**Excerpted text**
※

Bipartisan SAVE LIVES Act Will Provide No-Cost COVID Vaccination Services at VA to all Veterans, Veteran Spouses, Caregivers and CHAMPVA Recipients
WASHINGTON, D.C. – March 24, 2021 – Today, President Biden signed U.S. Sen. Sherrod Brown’s bipartisan legislation to expand COVID-19 vaccine eligibility to veterans and their families under the Department of Veterans Affairs (VA) into law. In addition to Brown, a member of the Senate Veterans’ Affairs Committee, the legislation was also sponsored by Senate Veterans’ Affairs Committee Chairman Jon Tester (D-MT), Sen. John Boozman (R-AR), Senate Veterans’ Affairs Committee Ranking Member Jerry Moran (R-KS) and Sen. Richard Blumenthal (D-CT). The Senate unanimously passed Brown’s bipartisan legislation last week.
“This is great news for veterans, their families and caregivers,” said Brown. “As we work to vaccinate all Ohioans and get the COVID-19 pandemic under control, this legislation will help ensure that our veterans and their families, and caregivers can access the vaccine easily and for free.”
The senators’ Strengthening and Amplifying Vaccination Efforts to Locally Immunize all Veterans and Every Spouse (SAVE LIVES) Act will allow VA to provide no-cost COVID vaccination services to all veterans, veteran spouses, caregivers and Civilian Health and Medical Program of the Department of Veterans Affairs (CHAMPVA) recipients to the extent that such vaccines are available. It also urges the U.S. Department of Health and Human Services to adjust VA’s vaccine allocation based on this increased eligibility pool, as much as the supply chain allows.
The legislation builds upon the VA VACCINE Act, a bill recently passed by the House of Representatives and led by House Veterans’ Affairs Committee Chairman Mark Takano and Ranking Member Mike Bost.
The SAVE LIVES Act will expand VA’s authority to provide vaccines to:
· Veterans who are not eligible for enrollment in VA’s health care system, including veterans without compensable service-connected disabilities and veterans who have incomes above a certain threshold;
· Caregivers of veterans who are enrolled in various VA home-based and long-term care programs;
· Veterans living abroad who rely on the Foreign Medical Program;
· Spouses of veterans; and
· CHAMPVA recipients (spouses or children of permanently and totally disabled veterans or of veterans who have died from service-connected disabilities).
Earlier this month, Brown reintroduced bicameral legislation to allow children of disabled veterans to remain eligible for VA healthcare until they are 26 years old – the same coverage required under the Affordable Care Act for private-sector insurance plans, as well as the military’s TRICARE program. The lawmakers first introduced the CHAMPVA Children’s Protection Act in April 2019, and are hopeful the legislation will pass with both the Senate and House majority.

※

**Questions on the material**
1 – Please revise the passage of the press release that opens with "The senators’ Strengthening" and closes with "Member Mike Bost.", replacing "supply chain" with "vaccine supply".
2 – According to the press release, which bill passed by the House of Representatives does the SAVE LIVES Act build upon?
The entries were taken from a separate source.

※

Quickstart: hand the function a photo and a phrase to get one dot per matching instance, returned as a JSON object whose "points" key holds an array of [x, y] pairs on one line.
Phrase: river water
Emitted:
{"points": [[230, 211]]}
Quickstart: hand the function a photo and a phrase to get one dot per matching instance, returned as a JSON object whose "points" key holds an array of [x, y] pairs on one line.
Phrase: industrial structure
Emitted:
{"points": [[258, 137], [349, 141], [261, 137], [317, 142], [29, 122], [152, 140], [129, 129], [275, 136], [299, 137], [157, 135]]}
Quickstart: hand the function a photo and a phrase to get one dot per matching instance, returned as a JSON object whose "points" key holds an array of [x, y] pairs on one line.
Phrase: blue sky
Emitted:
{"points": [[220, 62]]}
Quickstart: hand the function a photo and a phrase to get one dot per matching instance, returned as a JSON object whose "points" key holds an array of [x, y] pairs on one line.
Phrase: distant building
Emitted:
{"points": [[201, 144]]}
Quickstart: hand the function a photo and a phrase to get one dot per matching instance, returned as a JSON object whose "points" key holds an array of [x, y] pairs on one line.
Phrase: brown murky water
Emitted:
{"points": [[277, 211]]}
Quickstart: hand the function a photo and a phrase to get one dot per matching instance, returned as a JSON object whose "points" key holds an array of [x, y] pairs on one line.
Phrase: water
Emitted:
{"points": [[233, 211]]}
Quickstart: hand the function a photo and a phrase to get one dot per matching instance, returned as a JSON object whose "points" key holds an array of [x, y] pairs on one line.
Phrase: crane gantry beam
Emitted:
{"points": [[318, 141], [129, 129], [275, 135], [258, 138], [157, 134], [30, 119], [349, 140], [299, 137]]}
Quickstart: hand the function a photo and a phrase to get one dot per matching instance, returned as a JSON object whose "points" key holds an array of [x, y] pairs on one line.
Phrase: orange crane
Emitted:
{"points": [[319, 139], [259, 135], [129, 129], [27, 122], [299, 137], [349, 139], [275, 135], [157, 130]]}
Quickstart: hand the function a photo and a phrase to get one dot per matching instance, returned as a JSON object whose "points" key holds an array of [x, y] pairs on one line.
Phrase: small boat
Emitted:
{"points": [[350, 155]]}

※

**Responses for each task**
1 –
The senators’ Strengthening and Amplifying Vaccination Efforts to Locally Immunize all Veterans and Every Spouse (SAVE LIVES) Act will allow VA to provide no-cost COVID vaccination services to all veterans, veteran spouses, caregivers and Civilian Health and Medical Program of the Department of Veterans Affairs (CHAMPVA) recipients to the extent that such vaccines are available. It also urges the U.S. Department of Health and Human Services to adjust VA’s vaccine allocation based on this increased eligibility pool, as much as the vaccine supply allows.
The legislation builds upon the VA VACCINE Act, a bill recently passed by the House of Representatives and led by House Veterans’ Affairs Committee Chairman Mark Takano and Ranking Member Mike Bost.

2 – The VA VACCINE Act.